» ACTIVITY A
Reproduce verbatim the portion of the article on Biden's Hispanic approval that opens with the words containing "By Hank Berrien" and closes with "quarter of Hispanics.".
» ACTIVITY B
Extend the article on Biden's Hispanic approval, picking up right after its final sentence.

━━━ TEXT EXCERPT ━━━

By Hank Berrien
President Biden’s support among Hispanics has plummeted in the last 12 months to less than half of his approval numbers last year, according to a new poll.
Quinnipiac University’s poll in May 2021 found Biden’s approval rating among Hispanics riding high at 55% after he had garnered 59% of the Hispanic vote in the 2020 election. But the poll released this week revealed that number had plunged to 26%, barely more than a quarter of Hispanics.
“Biden is less popular among Hispanics than any other demographic, including age and gender,” Fox News noted of the poll’s results.
A paltry 27% of Hispanics approved of Biden’s economic policies, a percentage even lower than the 32% of Americans nationwide. Hispanics ranked inflation as the most pressing issue concerning them.
In March, Axios reported that their poll showed inflation had replaced COVID-19 as the major source for concern among Hispanics.
“Getting prices under control is very clearly the number one priority for the majority of Hispanics and Latinos, and it underscores the challenges Biden is facing now,” Ipsos pollster Chris Jackson acknowledged. “There’s not really a single issue that’s super-dominant, but we’re seeing a shift from a focus on COVID and COVID-related issues much more to inflation, cost pressures, supply chain breakdowns.”

━━━ LISTED ENTRIES ━━━

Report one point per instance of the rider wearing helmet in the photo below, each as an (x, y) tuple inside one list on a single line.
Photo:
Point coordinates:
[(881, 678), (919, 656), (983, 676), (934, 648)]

━━━
━━━ LISTED ENTRIES ━━━

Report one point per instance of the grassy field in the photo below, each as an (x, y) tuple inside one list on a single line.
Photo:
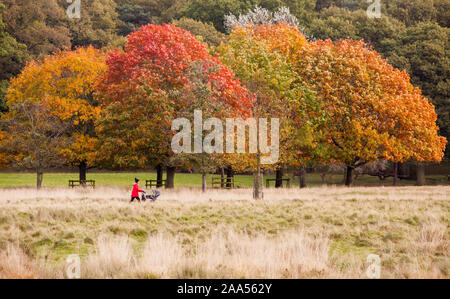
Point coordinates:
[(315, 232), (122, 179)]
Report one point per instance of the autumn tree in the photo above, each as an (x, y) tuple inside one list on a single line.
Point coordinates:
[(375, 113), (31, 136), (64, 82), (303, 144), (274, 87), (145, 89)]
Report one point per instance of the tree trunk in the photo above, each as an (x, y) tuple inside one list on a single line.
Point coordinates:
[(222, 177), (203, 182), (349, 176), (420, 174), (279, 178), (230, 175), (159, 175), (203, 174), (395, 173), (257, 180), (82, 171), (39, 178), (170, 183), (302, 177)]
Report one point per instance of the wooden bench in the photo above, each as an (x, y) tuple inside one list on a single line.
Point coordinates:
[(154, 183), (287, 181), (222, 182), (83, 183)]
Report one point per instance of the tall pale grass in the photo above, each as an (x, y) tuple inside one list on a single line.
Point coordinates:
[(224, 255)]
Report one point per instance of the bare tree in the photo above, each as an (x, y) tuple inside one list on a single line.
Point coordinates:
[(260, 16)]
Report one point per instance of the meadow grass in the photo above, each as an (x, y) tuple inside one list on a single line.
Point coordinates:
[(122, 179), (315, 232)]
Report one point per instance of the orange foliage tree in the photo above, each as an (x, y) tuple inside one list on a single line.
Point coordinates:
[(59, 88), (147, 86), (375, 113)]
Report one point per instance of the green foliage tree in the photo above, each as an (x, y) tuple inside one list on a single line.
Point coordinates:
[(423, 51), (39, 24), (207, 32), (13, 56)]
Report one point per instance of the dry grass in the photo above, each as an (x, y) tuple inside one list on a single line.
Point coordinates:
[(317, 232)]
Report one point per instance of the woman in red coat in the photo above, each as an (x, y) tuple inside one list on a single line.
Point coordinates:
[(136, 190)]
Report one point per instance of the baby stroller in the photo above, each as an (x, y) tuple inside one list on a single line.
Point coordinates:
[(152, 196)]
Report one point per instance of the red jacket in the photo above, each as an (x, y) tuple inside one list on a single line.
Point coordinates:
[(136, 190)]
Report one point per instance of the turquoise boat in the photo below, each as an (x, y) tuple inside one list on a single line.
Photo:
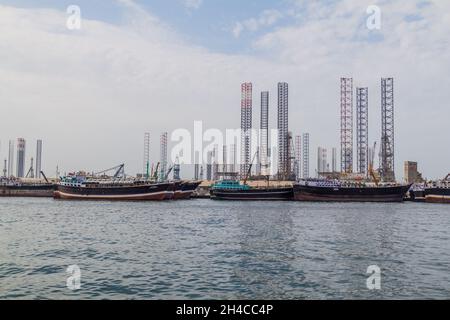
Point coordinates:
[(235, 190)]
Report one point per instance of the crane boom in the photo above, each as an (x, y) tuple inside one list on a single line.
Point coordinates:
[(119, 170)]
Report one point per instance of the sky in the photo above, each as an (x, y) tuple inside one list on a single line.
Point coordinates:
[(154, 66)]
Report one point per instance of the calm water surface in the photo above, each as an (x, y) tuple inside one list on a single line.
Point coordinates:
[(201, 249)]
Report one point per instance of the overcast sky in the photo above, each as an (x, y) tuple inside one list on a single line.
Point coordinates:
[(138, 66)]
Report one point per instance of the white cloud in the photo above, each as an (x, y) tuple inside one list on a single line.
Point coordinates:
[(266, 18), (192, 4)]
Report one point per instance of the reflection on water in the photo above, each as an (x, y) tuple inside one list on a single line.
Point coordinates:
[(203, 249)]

━━━
━━━ LISTED ENTRIES ━━━

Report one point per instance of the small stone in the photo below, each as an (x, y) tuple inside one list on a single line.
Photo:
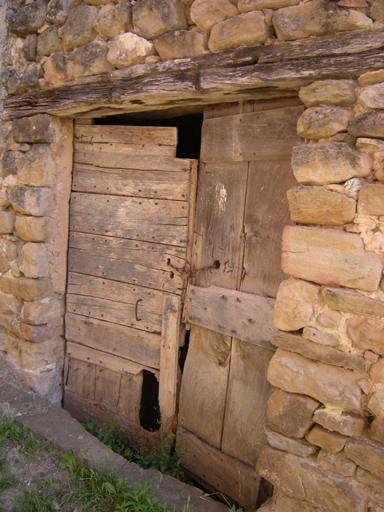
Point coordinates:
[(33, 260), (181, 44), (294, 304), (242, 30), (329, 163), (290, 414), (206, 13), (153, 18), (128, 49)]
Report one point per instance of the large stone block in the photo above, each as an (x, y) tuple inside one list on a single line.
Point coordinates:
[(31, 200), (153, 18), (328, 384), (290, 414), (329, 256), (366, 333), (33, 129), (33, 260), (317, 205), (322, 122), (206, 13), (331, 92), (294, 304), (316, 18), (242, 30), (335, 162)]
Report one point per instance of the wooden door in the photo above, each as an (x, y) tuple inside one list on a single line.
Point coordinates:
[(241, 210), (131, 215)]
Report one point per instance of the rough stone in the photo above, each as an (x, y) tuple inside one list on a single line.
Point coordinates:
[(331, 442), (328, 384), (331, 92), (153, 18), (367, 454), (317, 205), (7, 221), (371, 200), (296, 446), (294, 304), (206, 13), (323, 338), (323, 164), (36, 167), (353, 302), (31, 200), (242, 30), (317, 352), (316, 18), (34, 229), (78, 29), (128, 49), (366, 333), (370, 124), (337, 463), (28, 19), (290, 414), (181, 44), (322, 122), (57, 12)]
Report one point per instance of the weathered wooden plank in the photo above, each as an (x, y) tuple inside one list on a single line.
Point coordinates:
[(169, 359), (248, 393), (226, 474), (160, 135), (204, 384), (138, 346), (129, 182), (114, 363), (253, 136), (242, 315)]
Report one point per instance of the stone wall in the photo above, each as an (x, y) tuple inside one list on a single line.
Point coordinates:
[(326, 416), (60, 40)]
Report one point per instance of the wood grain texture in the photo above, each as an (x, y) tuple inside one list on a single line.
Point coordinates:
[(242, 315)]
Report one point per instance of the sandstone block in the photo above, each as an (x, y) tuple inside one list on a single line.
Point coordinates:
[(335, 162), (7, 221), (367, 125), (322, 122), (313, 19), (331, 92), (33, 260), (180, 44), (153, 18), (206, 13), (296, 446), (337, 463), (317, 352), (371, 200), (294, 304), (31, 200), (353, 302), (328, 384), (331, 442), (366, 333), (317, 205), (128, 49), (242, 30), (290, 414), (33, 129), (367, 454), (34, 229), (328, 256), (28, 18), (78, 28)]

━━━

» EXERCISE RESULT A
By Hank Berrien
President Biden’s support among Hispanics has plummeted in the last 12 months to less than half of his approval numbers last year, according to a new poll.
Quinnipiac University’s poll in May 2021 found Biden’s approval rating among Hispanics riding high at 55% after he had garnered 59% of the Hispanic vote in the 2020 election. But the poll released this week revealed that number had plunged to 26%, barely more than a quarter of Hispanics.

» EXERCISE RESULT B
“If Republicans were to consistently draw just over 30 percent of the Hispanic vote, they would likely dominate American politics in both presidential and congressional races,” Merrill Matthews of the Institute for Policy Innovation posited.
Biden’s 21-point margin of victory among Hispanics in the 2020 election, 59%-38%, represented a steep decline from Hillary Clinton’s lead in 2016, when she won the Hispanic vote by a whopping 38 points, 66% to 28%.
Among Hispanics, Cubans are famously conservative, as they remember all too well the dangers of communism.
Up to 58% of Cuban registered voters said they affiliated with or leaned toward the Republican Party, while 38% identified with the Democratic Party or lean Democratic, according to a Pew Research Center survey from the fall of 2020.
This week, Biden may have inflamed Hispanics even further, as he eased restrictive policies targeting Cuba and Venezuela.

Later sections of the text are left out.